§ Required work:
Reproduce every line of the material from its first line through the line that contains "pixel 30 24", both included and requests kept. Scale each pixel coordinate in the answers by 1.7, rounding to whole numbers with halves rounded up.

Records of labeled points
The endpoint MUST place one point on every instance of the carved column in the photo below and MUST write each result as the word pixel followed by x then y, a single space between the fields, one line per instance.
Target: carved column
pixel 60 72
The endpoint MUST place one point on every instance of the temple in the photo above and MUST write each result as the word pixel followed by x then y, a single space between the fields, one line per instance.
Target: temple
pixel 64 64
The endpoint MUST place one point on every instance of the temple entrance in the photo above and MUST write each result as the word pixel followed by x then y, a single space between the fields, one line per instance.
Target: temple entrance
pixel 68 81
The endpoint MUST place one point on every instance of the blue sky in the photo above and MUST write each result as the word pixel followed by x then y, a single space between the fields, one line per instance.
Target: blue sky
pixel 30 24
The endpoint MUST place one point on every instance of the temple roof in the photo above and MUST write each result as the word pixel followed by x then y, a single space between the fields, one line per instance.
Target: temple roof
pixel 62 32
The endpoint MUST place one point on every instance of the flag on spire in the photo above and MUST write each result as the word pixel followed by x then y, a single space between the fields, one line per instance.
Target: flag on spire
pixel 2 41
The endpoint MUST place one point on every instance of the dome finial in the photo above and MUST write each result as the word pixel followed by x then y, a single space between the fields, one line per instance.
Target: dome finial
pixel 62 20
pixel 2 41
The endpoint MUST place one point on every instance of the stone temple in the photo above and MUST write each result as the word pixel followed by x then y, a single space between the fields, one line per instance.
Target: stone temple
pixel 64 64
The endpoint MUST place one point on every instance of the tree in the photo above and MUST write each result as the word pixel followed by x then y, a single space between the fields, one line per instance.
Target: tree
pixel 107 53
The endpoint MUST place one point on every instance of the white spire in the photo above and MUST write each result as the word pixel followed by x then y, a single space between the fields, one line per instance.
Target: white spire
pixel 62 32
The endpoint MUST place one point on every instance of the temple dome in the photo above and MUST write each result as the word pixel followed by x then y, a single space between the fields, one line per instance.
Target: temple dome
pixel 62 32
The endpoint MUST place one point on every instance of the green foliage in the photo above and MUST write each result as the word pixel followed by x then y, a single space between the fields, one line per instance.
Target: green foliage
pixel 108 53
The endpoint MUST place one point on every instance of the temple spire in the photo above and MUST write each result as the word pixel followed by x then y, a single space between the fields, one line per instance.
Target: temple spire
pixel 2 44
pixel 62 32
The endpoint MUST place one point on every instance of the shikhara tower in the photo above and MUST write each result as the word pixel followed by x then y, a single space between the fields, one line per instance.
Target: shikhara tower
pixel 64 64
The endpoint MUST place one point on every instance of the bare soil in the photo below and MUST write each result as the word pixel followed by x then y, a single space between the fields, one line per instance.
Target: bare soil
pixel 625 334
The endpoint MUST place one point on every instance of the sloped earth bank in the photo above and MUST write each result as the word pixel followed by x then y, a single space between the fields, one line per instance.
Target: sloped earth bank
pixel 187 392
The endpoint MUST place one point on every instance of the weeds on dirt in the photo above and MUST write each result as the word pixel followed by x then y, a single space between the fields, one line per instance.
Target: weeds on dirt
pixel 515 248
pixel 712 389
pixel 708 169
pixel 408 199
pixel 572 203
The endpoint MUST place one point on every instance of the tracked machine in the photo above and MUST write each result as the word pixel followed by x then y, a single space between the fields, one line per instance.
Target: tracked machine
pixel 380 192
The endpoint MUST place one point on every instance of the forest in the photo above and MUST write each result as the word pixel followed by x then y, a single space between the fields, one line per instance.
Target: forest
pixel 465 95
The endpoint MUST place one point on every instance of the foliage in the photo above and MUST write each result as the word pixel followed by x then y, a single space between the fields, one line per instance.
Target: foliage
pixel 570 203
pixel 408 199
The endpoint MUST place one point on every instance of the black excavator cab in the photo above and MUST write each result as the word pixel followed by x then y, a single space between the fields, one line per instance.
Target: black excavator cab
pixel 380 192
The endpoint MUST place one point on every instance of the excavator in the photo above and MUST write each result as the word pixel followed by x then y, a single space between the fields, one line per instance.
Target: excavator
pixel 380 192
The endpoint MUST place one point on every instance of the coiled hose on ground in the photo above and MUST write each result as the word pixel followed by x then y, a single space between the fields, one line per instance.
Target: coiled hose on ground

§ Output of the exercise:
The endpoint MUST place one point on every instance of the carved column in the photo below and MUST write each result as the word pixel followed by x then y, a single space between the fields, one line per instance.
Target: carved column
pixel 102 122
The endpoint MUST place one point on every instance of the temple in the photo above and MUST write each result as the word pixel followed by x then y, a single space between the fields, one line per instance.
Target: temple
pixel 109 109
The endpoint MUST place one point on every instance of the temple entrance in the photo above and MUST write each result as the word pixel followed by x then y, a single space between the fields, one line per instance.
Target: temple entrance
pixel 116 138
The endpoint MUST place one point on every instance of the blue sky in the photo above and MUST write each result as the word pixel followed by x then y, a single space between the fields, one line per instance.
Target: blue sky
pixel 51 41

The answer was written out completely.